__Tasks and exercises__:
a) Answer each question below from the article on Yousuf Raza Gilani's disqualification, giving each answer on its own line with the matching mark.
(i) On what date was the decision to disqualify Gilani made?
(ii) Who was the attorney general who withdrew the cases against Zardari?
(iii) In what year was the Malik Asad Ali case, whose doctrine protected the PCO judges' decisions?
b) Write the next part of the article on Yousuf Raza Gilani's disqualification, beginning after its final paragraph.

__Extract__:
[START]
It was the June 19 decision to disqualify Yousuf Raza Gilani as a member of the National Assembly (NA) and as Prime Minister of Pakistan that really stole the limelight. The decision, delivered through a short order which states that the reasons for disqualification will be recorded later, has been criticised on various grounds. The critics of the verdict variously call it legally infirm, an encroachment upon the domain of parliament and other constitutional offices, lacking impartiality and being potentially detrimental to democracy in Pakistan.
On the lack of impartiality first: while the decisions of a court may be debated and questioned, the judges should never lose the appearance of impartiality. In a 2006 speech during the Golden Jubilee celebrations of the SC, Justice Asif Saeed Khosa had said “… independence of judiciary is not an end in itself; it is only a means to the end, and the end for sure is impartiality of judiciary.” Unfortunately, the order for Gilani’s disqualification is a glaring example of the court’s transgression into the jurisdiction of other constitutional offices, if not outright bias.
A bit of history may explain how. Gilani was disqualified because he refused to write a letter directing Swiss authorities to reopen cases against President Asif Ali Zardari which had been withdrawn by the government under the National Reconciliation Ordinance (NRO). One relatively little known fact about those cases is that the then attorney general Malik Qayyum withdrew them in pursuance of a March 4, 2008 decision by the Sindh High Court. After hearing a constitutional petition (No 265 of 2008) by Zardari, the court ordered the federal government and the National Accountability Bureau (NAB) that, under the NRO 2007, they withdraw all cases pending against him within Pakistan and outside, specifically proceedings in Geneva and London.
It may be argued that the verdict was delivered by judges whose appointments or their act of taking oath under General (retd) Pervez Musharraf’s Provisional Constitution Order (PCO) of 2007 were declared unconstitutional. But the SC unambiguously gave protection to all the decisions that the so-called PCO judges – and those of the judges who were appointed after the imposition of the emergency – made between November 3, 2007 and July 31, 2009, when the SC sent them packing. The SC declared in its July 31, 2009 judgement (Sindh High Court Bar Association vs Federation of Pakistan) that the decisions made by the PCO judges were protected under the doctrine of “de facto exercise of power” as enunciated in the 1998 Malik Asad Ali case.
So when the SC ordered the revival of the cases against Zardari on the basis of infirm legal reasoning, it created the impression that there could be something other than legal and judicial procedures and processes at stake. Another reason why the SC appears partial in this case is because it has single-mindedly pursued the revival of cases which are acknowledged to have been instituted as part of a political witch-hunt in the first place. For at least one section of society, perhaps a minor one, the judiciary has become part of that same witch-hunt.
[END]
__Excerpted data__:
[START]
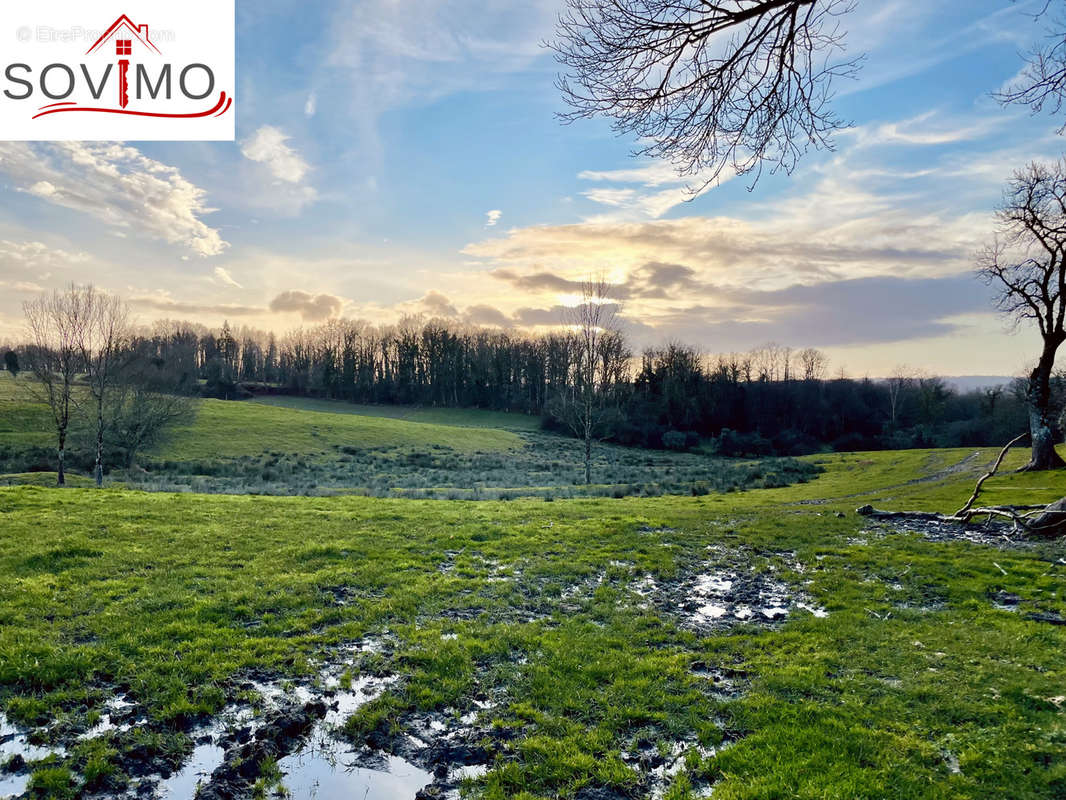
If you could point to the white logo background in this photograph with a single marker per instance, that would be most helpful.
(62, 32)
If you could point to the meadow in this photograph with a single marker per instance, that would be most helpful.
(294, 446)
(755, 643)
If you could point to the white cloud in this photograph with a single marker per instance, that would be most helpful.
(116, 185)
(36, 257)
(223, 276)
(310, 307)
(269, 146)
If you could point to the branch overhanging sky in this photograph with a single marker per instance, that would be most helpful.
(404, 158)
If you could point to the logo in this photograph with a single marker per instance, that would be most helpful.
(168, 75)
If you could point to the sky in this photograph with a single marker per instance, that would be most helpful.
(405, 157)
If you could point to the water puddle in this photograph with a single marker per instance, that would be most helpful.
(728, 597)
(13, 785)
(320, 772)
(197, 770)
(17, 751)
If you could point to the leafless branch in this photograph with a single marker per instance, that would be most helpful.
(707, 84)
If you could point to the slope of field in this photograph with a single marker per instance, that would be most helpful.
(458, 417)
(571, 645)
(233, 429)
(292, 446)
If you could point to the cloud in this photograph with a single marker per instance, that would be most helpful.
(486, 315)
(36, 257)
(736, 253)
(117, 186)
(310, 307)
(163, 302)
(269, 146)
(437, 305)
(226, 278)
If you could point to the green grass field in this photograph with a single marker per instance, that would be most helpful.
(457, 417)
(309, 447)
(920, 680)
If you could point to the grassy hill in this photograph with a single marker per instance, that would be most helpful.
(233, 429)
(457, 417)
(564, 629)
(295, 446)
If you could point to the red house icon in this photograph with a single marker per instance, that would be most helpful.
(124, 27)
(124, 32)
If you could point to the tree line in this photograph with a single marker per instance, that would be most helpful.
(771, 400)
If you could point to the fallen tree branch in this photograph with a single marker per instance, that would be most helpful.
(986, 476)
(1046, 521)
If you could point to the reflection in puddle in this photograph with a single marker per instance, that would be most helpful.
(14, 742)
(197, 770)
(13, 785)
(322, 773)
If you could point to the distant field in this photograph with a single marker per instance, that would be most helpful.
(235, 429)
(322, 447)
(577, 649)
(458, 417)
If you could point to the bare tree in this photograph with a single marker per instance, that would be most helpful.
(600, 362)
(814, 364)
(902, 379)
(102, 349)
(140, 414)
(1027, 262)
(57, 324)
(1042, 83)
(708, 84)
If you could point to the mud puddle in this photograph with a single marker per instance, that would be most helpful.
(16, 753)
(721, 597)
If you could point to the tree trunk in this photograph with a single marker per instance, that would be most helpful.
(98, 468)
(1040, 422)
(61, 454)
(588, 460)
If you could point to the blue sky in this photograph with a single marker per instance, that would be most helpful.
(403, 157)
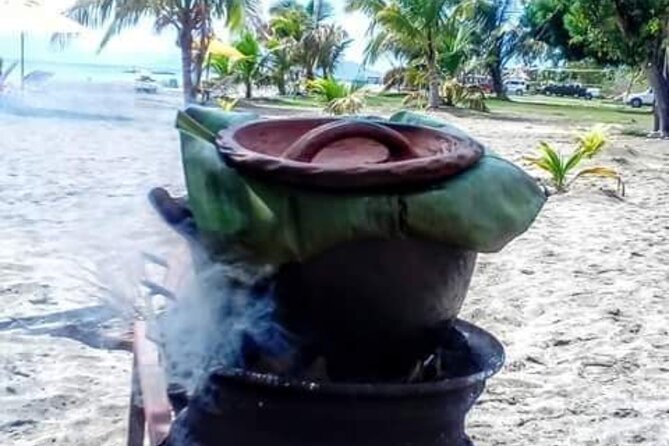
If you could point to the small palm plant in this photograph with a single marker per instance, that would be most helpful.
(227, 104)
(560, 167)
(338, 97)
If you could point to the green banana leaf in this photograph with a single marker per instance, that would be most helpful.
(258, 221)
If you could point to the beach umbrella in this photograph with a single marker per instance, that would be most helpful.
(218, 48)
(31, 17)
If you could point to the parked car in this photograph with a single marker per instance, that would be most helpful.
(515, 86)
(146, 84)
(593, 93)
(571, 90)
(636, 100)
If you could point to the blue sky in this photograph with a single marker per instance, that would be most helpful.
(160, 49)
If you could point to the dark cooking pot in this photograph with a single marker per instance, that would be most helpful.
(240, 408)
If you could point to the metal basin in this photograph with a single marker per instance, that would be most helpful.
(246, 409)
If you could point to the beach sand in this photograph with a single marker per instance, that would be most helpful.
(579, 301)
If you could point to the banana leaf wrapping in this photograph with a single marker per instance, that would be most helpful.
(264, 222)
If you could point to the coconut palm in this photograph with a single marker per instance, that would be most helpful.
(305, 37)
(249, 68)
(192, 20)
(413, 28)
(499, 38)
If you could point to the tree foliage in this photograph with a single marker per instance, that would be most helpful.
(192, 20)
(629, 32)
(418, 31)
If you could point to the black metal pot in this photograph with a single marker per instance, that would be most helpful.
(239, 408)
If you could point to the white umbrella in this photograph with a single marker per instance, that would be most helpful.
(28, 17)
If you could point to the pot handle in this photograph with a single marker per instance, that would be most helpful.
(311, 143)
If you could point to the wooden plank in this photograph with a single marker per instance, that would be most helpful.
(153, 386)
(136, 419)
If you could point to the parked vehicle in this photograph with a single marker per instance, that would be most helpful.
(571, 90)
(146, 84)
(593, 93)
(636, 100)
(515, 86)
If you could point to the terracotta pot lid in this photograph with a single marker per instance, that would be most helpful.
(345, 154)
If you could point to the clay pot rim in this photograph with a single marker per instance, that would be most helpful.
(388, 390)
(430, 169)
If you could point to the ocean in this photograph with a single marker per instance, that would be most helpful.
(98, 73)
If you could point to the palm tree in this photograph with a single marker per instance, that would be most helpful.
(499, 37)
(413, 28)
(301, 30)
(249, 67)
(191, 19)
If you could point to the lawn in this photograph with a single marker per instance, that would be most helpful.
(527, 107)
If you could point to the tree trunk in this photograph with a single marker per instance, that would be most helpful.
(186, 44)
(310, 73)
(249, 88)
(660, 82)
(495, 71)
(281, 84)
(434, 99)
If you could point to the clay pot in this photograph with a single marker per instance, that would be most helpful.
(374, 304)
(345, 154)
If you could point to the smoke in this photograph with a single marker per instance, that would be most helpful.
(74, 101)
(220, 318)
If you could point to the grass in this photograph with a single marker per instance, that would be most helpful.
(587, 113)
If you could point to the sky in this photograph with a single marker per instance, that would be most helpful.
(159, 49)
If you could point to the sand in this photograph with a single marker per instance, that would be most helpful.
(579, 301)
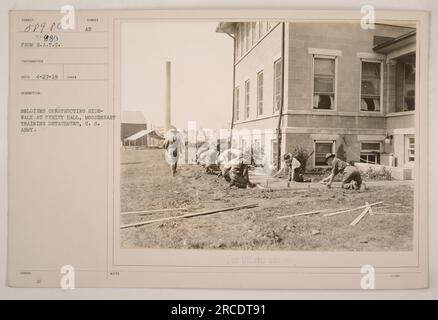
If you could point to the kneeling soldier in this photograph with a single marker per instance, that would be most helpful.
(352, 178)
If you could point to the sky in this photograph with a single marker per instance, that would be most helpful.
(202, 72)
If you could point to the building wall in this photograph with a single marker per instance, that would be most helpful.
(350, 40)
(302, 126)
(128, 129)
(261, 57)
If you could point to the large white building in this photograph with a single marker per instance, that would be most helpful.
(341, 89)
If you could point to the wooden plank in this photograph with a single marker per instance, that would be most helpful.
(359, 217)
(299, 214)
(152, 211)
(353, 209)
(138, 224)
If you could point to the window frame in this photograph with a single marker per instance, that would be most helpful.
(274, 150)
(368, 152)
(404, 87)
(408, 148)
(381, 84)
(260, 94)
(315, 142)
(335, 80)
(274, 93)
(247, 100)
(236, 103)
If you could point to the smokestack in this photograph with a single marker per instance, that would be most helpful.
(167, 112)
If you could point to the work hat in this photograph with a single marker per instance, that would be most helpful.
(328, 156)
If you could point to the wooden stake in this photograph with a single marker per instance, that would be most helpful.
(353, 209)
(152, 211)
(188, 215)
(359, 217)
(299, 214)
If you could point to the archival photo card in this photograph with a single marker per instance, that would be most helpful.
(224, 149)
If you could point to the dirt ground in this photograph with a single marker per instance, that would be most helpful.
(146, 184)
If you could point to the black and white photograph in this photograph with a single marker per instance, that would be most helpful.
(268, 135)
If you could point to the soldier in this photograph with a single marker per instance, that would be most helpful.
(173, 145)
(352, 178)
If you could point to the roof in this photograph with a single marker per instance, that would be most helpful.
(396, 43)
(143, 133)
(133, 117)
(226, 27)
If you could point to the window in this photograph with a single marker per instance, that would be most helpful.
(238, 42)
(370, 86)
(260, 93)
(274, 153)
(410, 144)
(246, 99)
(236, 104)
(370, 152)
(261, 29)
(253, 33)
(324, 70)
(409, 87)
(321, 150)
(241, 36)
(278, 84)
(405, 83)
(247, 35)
[END]
__Outputs for the tasks__:
a)
(i) June 19
(ii) Malik Qayyum
(iii) 1998

b)
When on April 26, 2012, a seven-member SC bench found Gilani guilty of contempt of court, the verdict suggested that the conviction might entail his disqualification as a member of parliament under Article 63(1)(g) of the Constitution. Article 63(1) enumerates conditions under which a person is disqualified to be a parliamentarian. Under sub clause (g), first inserted by General Ziaul Haq in 1985, a person shall be disqualified from being a member of parliament if, among other things, “he has been convicted by a court of competent jurisdiction for propagating any opinion, or acting in any manner, prejudicial to … the integrity or independence of the judiciary of Pakistan, or which defames or brings into ridicule the judiciary…” The court in its order declared that Gilani, being prime minister of the country, had brought the court, and thus the judiciary, into ridicule as he had wilfully flouted the court’s order.
But the charge sheet against Gilani, on which the court based its verdict, did not include the charge of ridiculing the court. Nasar Ahmed, an SC lawyer, argues that the former prime minister was convicted for the offence of contempt of court defined and described in the Contempt of Court Ordinance, 2003, on the basis of his non-compliance of a court order. Whereas the offence of bringing “into ridicule the judiciary ofPakistan” as mentioned in Article 63(1)(g) is a separate and distinguishable offence. If it were not, why doesn’t Article 63(1)(g) simply state disqualification for contempt of court tending to bring into ridicule the judiciary of Pakistan, Ahmed argues.
Salman Akram Raja, another SC lawyer, argues that “ridicule is an ingredient of contempt”. Ahmed, however, disagrees. “Even if it is granted that ridicule is an element of contempt of which judicial notice could be taken, the court had to give the accused specific notice that his acts had the effect of ridiculing the judiciary, which was not done in this case.” It is a fundamental requirement of a fair criminal trial that the charge has to be clear and specific.
The court’s impartiality and credibility has also suffered on account of the fact that Gilani’s counsel Aitzaz Ahsan and the Attorney General of Pakistan, Irfan Qadir, both requested at the early stage of the case for the outgoing premier’s disqualification that a larger, not a smaller, bench was required to hear petitions that requested the court to implement the decision of the seven-member bench.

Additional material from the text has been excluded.